_What you should do_
Exactly as written, return every line of the data below apart from the pictures.

_Entries shown_
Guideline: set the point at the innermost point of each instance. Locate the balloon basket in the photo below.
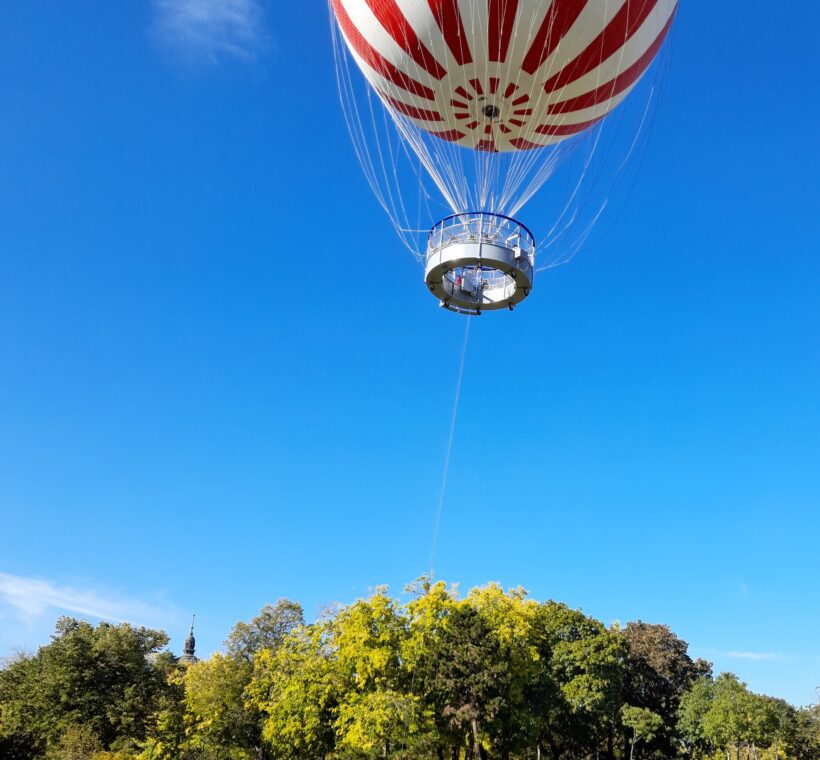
(477, 261)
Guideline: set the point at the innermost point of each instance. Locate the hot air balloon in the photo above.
(486, 97)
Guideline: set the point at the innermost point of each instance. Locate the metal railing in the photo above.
(481, 227)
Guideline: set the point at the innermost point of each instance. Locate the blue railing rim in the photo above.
(483, 213)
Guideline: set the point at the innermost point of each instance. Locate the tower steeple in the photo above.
(188, 655)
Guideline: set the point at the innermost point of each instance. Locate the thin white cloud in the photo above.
(30, 598)
(755, 656)
(207, 31)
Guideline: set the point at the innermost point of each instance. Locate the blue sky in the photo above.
(183, 430)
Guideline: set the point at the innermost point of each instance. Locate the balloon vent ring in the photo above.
(478, 261)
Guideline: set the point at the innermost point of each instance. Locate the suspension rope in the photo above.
(446, 470)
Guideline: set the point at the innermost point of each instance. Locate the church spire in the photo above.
(188, 655)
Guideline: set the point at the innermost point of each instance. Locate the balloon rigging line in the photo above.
(446, 470)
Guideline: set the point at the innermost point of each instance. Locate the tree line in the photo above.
(493, 675)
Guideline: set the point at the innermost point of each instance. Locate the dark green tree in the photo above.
(659, 671)
(106, 679)
(465, 675)
(266, 631)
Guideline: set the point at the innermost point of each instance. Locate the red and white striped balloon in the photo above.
(504, 75)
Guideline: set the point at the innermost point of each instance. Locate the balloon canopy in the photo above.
(503, 75)
(487, 98)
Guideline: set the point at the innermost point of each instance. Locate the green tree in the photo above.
(643, 724)
(296, 690)
(659, 671)
(105, 679)
(581, 681)
(218, 720)
(804, 744)
(466, 675)
(694, 706)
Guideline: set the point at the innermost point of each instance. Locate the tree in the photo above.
(466, 675)
(580, 682)
(218, 719)
(267, 630)
(804, 743)
(643, 723)
(694, 706)
(105, 679)
(658, 673)
(295, 689)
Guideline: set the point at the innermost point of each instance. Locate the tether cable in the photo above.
(446, 471)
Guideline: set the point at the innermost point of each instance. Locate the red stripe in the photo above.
(625, 79)
(374, 59)
(414, 113)
(566, 129)
(561, 16)
(522, 144)
(452, 135)
(394, 21)
(617, 33)
(501, 17)
(448, 18)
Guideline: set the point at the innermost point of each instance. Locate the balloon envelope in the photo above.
(503, 75)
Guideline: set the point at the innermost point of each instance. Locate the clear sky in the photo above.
(222, 380)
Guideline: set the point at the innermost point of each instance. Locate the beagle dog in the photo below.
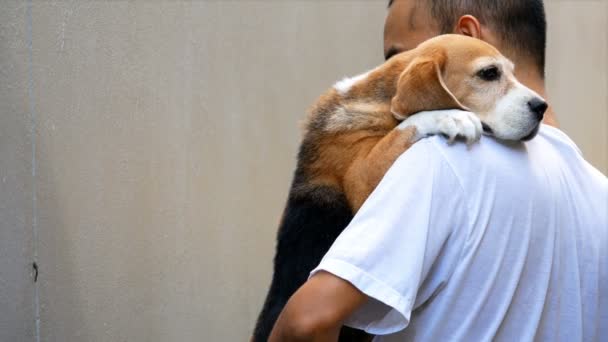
(356, 130)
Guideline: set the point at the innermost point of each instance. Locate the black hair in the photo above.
(520, 24)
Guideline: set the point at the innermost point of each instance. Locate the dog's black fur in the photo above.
(312, 220)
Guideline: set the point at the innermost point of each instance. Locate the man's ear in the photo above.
(421, 87)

_Task answer_
Guideline: set the point at the innermost point of each instance. Locate the balloon basket in the photo below.
(477, 261)
Guideline: set the point at the innermost point of each instance. Locate the hot air balloon in the photo above.
(486, 97)
Guideline: set the point at the innermost point of each instance. Locate the metal railing in the photo above.
(481, 227)
Guideline: set the point at the innermost point of each instance. Locate the blue railing rim in the photo above.
(483, 213)
Guideline: set the point at the innermost point of each instance. Locate the tower steeple in the photo above.
(188, 655)
Guideline: set the point at the innermost point of each instance. Locate the thin white cloud in the photo above.
(30, 598)
(755, 656)
(207, 31)
Guideline: set the point at the innermost point of each instance. Locate the blue sky in the photo above.
(183, 430)
Guideline: set the point at the innermost point of each instance. Locate the balloon vent ring in the photo above.
(478, 261)
Guideline: set the point at the innermost point of each instance. Locate the suspension rope in the photo above.
(446, 470)
Guideline: set the point at the innermost point of each instance. Locate the church spire in the photo above.
(188, 655)
Guideline: set the point at the innermost point of each instance. Locate the balloon rigging line in the photo above.
(446, 470)
Guideline: set the point at the innermost point of each instance. Locate the tree line in the photo above.
(493, 675)
Guideline: set the point at the innermost point of each instance. Locate the dark green tree in the photo above.
(659, 671)
(106, 679)
(465, 675)
(266, 631)
Guideline: set the point at the innermost point of each instance. Locate the red and white striped balloon in the photo above.
(504, 75)
Guideline: set the point at the innermost point of each instance. Locate the balloon canopy in the photo above.
(503, 75)
(487, 98)
Guideline: set the point at the innermost point of each instance. Locate the green tree in the photo above.
(643, 724)
(296, 690)
(659, 671)
(105, 679)
(581, 681)
(218, 720)
(804, 744)
(466, 675)
(694, 706)
Guideline: set the point at the innermost point of each instance. Locate the tree in the photo above.
(466, 675)
(580, 682)
(218, 719)
(267, 630)
(804, 743)
(643, 723)
(694, 706)
(105, 679)
(658, 673)
(295, 689)
Guideline: set the point at the innermost point of each instance. Locate the tether cable in the photo above.
(446, 471)
Guideline: set the point at the innermost point of each instance. Locate the red stripe in the photo above.
(625, 79)
(374, 59)
(414, 113)
(566, 129)
(561, 16)
(522, 144)
(452, 135)
(394, 21)
(617, 33)
(501, 17)
(448, 18)
Guideline: set the point at the innermost point of each instance. Locate the balloon envelope in the photo above.
(503, 75)
Guideline: set the point at the innermost point of each instance. Locate the clear sky in the photo above.
(222, 380)
Guideline: set the point at the innermost point of each instance. Locate the beagle dog in the photo below.
(356, 130)
Guideline: set the point at the innermost point of each instance. Locate the black hair in the photo above.
(520, 24)
Guideline: set the point at the innermost point of each instance. Locate the dog's black fur in the photo above.
(312, 220)
Guideline: set the point at the innermost point of each instance. Locate the man's ear in the photo above.
(421, 87)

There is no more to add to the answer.